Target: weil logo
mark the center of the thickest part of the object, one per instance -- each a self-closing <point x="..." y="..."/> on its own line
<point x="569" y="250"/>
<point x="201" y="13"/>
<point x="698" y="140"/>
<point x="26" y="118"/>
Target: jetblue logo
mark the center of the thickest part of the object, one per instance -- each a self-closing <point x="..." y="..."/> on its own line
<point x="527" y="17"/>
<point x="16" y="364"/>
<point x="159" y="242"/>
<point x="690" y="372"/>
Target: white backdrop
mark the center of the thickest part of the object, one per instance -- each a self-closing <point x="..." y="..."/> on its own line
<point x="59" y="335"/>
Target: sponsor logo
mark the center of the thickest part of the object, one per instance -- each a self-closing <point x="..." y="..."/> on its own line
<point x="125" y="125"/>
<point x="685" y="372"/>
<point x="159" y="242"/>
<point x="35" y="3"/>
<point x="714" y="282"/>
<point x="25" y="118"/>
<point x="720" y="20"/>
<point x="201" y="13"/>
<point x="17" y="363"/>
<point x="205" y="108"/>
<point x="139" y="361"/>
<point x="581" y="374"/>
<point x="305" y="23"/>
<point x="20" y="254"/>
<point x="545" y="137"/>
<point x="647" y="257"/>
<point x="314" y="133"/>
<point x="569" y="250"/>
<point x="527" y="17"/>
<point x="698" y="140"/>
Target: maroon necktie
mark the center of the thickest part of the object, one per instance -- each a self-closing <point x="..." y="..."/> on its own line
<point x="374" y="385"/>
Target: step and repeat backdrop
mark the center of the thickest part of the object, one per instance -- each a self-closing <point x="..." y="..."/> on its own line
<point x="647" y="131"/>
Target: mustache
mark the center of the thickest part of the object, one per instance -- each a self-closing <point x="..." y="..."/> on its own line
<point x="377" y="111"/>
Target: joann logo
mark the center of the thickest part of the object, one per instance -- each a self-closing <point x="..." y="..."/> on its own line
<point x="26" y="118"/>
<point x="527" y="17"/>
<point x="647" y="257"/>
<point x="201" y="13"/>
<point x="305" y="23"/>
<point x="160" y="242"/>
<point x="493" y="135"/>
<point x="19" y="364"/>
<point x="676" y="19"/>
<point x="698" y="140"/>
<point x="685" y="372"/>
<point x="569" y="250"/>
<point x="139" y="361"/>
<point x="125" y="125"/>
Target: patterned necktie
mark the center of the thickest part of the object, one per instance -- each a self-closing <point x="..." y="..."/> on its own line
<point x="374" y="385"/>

_Exercise goal_.
Print the lines starting with the one that contains "Target: patterned necktie" and going on through the last line of the items above, both ends included, with no changes.

_Reply to the exercise_.
Target: patterned necktie
mark the center of the thickest part of the object, one per instance -- each a self-closing <point x="..." y="..."/> on its own line
<point x="374" y="385"/>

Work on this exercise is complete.